>> Start Supplied material

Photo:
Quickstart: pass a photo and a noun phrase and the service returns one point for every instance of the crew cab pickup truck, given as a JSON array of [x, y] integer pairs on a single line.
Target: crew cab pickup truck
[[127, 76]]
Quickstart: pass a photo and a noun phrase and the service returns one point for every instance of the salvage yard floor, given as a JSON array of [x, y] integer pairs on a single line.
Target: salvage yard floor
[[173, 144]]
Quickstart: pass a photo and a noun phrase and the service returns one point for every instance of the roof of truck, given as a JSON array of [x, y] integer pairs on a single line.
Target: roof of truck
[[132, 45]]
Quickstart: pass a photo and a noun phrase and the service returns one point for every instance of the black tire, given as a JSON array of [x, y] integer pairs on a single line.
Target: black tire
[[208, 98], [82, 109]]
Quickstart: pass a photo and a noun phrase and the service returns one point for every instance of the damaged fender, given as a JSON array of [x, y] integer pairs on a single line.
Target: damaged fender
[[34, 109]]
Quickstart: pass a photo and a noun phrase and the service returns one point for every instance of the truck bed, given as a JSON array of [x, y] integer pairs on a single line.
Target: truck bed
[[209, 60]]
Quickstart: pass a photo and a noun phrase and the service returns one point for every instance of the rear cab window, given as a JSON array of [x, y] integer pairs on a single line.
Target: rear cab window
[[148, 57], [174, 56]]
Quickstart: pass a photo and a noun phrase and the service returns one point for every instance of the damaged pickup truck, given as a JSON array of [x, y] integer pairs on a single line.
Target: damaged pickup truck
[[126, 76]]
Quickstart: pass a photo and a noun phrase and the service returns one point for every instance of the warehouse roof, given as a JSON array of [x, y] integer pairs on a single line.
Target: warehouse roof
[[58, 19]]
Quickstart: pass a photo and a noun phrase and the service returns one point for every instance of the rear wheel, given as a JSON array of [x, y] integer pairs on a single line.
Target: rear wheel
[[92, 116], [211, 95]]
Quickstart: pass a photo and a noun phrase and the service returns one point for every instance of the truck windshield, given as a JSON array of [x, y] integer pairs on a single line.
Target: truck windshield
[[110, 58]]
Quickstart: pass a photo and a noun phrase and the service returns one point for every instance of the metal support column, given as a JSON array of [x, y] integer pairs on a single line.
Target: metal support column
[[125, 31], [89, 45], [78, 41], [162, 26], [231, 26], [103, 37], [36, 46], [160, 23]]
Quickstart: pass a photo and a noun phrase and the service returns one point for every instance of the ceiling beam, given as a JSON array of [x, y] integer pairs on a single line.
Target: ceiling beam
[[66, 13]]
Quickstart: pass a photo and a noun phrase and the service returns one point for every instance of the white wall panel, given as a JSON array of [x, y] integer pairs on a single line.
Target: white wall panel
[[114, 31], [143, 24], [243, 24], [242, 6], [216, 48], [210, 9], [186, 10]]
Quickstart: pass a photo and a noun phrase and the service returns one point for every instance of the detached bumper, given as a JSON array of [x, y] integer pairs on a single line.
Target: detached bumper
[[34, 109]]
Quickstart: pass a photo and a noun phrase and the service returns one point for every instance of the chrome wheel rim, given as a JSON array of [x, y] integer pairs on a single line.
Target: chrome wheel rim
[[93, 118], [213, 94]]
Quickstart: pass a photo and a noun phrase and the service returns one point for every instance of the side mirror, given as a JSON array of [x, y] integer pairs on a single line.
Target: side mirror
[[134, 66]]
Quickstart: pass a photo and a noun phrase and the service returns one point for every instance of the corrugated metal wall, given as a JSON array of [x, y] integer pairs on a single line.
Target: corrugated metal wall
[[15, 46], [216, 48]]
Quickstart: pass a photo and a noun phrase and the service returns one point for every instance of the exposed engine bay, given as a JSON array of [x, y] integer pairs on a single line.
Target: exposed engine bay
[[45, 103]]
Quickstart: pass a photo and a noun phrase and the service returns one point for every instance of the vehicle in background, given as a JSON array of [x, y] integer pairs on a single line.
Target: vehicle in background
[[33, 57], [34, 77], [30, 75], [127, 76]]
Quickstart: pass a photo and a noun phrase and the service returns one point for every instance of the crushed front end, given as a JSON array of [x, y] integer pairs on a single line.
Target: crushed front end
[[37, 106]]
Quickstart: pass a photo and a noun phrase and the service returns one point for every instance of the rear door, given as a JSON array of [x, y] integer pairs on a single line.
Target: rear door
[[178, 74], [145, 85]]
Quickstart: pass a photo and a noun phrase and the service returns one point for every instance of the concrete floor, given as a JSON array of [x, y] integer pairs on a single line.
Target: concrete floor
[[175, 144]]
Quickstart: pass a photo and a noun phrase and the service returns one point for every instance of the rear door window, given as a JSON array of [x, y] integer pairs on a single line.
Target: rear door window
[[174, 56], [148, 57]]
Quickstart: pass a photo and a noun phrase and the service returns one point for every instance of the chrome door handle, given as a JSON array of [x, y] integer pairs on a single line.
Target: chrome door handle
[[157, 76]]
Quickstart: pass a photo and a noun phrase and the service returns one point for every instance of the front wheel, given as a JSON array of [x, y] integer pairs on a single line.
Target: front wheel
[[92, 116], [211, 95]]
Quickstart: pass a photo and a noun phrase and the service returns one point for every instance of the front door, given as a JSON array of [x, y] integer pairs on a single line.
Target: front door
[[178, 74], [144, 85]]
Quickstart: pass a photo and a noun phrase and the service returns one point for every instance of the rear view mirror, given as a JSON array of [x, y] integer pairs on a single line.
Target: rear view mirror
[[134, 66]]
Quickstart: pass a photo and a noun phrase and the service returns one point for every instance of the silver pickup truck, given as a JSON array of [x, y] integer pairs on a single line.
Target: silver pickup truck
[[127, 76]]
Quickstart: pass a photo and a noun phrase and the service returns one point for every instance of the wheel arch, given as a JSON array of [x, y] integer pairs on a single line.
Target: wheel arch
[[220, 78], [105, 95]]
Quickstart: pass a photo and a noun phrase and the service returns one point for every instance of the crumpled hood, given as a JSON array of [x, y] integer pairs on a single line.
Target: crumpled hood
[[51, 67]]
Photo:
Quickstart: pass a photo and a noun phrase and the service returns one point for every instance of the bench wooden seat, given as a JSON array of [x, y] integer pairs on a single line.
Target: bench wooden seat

>> End Supplied material

Task objective = Exact output of every entry is required.

Solution to this task =
Photo:
Quickstart: pass a photo and a noun phrase and the service returns one point for every instance of the crew cab pickup truck, given as a JSON array of [x, y] integer pairs on a single line.
Target: crew cab pickup truck
[[127, 76]]
Quickstart: pass a photo and a noun phrase and the service returns one point for every instance of the salvage yard floor, given as a JSON array of [x, y] integer pairs on a single line.
Target: salvage yard floor
[[173, 144]]
Quickstart: pass a photo and a noun phrase and the service returns one point for every instance of the roof of truck, given as a JSON array of [x, y] integer pairs on a single line.
Target: roof of truck
[[132, 45]]
Quickstart: pass a photo and a noun phrase and the service returns one point for every instance of the black tire, given as a JSON array of [x, y] integer pairs on a single line.
Target: black tire
[[208, 98], [82, 109]]
Quickstart: pass a photo and a noun phrase and the service returns one point for every instance of the damaged fender, given as a JSON array of [x, y] integer pairs on a single line.
Target: damaged fender
[[34, 109]]
Quickstart: pass a photo and a noun phrase and the service returns one point for every instance of the truck bed, given as a JSON array of [x, y] integer pairs on a single line.
Target: truck bed
[[209, 60]]
Quickstart: pass a photo and a noun phrase and the service returns one point for every instance of the rear cab window, given as a JSON array of [x, y] integer pairs on a single line.
Target: rear cab window
[[148, 57], [174, 56]]
Quickstart: pass a photo and a noun phrase and the service returns one point for every instance of the damaged pickup truck, given as a JSON array of [x, y] integer pairs on a single line.
Target: damaged pickup truck
[[126, 76]]
Quickstart: pass a photo and a noun phrase and the service returns one point for every instance of the warehouse roof, given as a JSON array of [x, y] integer pairs on a single line.
Target: warehouse roof
[[58, 19]]
Quickstart: pass a photo and a noun phrase and the service returns one point for every instance of the rear wheel, given as a JSON array of [x, y] integer pairs on a single line.
Target: rear wheel
[[92, 116], [211, 95]]
Quickstart: pass a photo and a noun phrase and the service returns one point for every instance of the truck windshield, given as a JSON array of [x, y] integer pairs on a single line.
Target: truck windshield
[[110, 58]]
Quickstart: pass a photo and a noun phrase and the service returns one point for every instance of the metal support column, given as a JSON array of [x, y] integer pairs on a single line.
Target: metal support column
[[125, 31], [89, 45], [78, 41], [162, 26], [231, 26], [103, 37], [36, 46], [160, 23]]
Quickstart: pass a photo and a noun phrase and the service returns one point for every instance of the ceiling beam, given as a JSON array of [x, y] integer pairs on a single line.
Target: ceiling beam
[[66, 13]]
Quickstart: pass a photo and a noun phrase and the service returns one point for every instance of the white wall panel, given as a JSON array of [x, y] integer pairs on a single line.
Target: white wall panel
[[114, 31], [143, 24], [243, 24], [242, 6], [216, 48], [210, 9], [186, 10]]
Quickstart: pass a photo and a noun phrase and the service returns one point for every instance of the detached bumper, given as a JSON array of [x, y] integer pairs on a single line.
Target: detached bumper
[[34, 109]]
Quickstart: pass a photo and a noun phrase and the service returns one point for every instance of the chrome wheel rim, given as a JSON array of [x, y] integer pairs on a single line.
Target: chrome wheel rim
[[93, 118], [213, 94]]
Quickstart: pass a photo and a noun phrase and the service returns one point for every instance of the side mirror, given as a JSON array of [x, y] integer pairs on a single line.
Target: side mirror
[[134, 66]]
Quickstart: pass a photo and a noun phrase and the service returns one point for every instance of the corrugated metal wall, given as a JSON array of [x, y] integer pairs on a single line.
Target: corrugated metal wall
[[15, 46], [216, 48]]
Quickstart: pass a photo and a noun phrase and the service returns one point for every instance of the exposed engine bay, given as a JSON array of [x, y] integer pairs on a single line.
Target: exposed engine bay
[[45, 103]]
Quickstart: pass a photo and a noun phrase and the service returns one point for every instance of the vehicle in background, given as a JSON array of [x, y] integer pairs on a single line.
Target: vehicle in background
[[33, 57], [34, 77], [30, 75], [127, 76]]
Quickstart: pass a photo and a noun phrase and the service returns one point for every instance of the crushed front end, given as a JSON array of [x, y] integer pairs on a single line.
Target: crushed front end
[[37, 106]]
Quickstart: pass a photo and a noun phrase and the service returns one point for every instance of the rear door, given as a JSON array of [x, y] integer pairs on a single line.
Target: rear door
[[178, 74], [145, 85]]
Quickstart: pass a photo and a noun phrase and the service returns one point for every instance of the concrete floor, given as a JSON array of [x, y] integer pairs on a single line.
Target: concrete floor
[[175, 144]]
Quickstart: pass a photo and a noun phrase and the service returns one point for every instance of the rear door window, given as a JSON array of [x, y] integer pairs on a single line.
Target: rear door window
[[174, 56], [148, 57]]
Quickstart: pass a photo and a noun phrase and the service returns one point for every instance of the chrome door handle, given as a JSON array of [x, y] integer pairs on a single line.
Target: chrome door handle
[[157, 76]]
Quickstart: pass a photo and a noun phrase and the service returns one point for every instance of the front wheel, given as a JSON array of [x, y] integer pairs on a single line.
Target: front wheel
[[92, 116], [211, 95]]
Quickstart: pass a photo and a noun phrase and the service returns one point for every instance of the front door, given as a JSON array of [x, y] integer pairs on a single line.
Target: front door
[[178, 74], [144, 85]]
Quickstart: pass a photo and a noun phrase and the service returns one point for every instance of the rear view mirror, given as a JSON array of [x, y] integer pairs on a single line.
Target: rear view mirror
[[134, 66]]
Quickstart: pass a photo and a noun phrase and the service returns one point for every instance of the silver pickup truck, given as a JSON array of [x, y] integer pairs on a single line.
Target: silver pickup truck
[[127, 76]]
Quickstart: pass a photo and a noun phrase and the service returns one point for every instance of the wheel arch, given as a JSON array of [x, y] integer pairs on a single line.
Target: wheel arch
[[220, 78], [105, 95]]
Quickstart: pass a photo and a noun phrase and the service returns one point for every instance of the crumpled hood, given as a JSON array of [x, y] integer pairs on a single line.
Target: crumpled hood
[[51, 67]]
Photo:
Quickstart: pass a photo and a noun phrase and the service returns one point for every instance of the bench wooden seat, given as a JSON array of [x, y] integer pairs on a single line.
Target: bench wooden seat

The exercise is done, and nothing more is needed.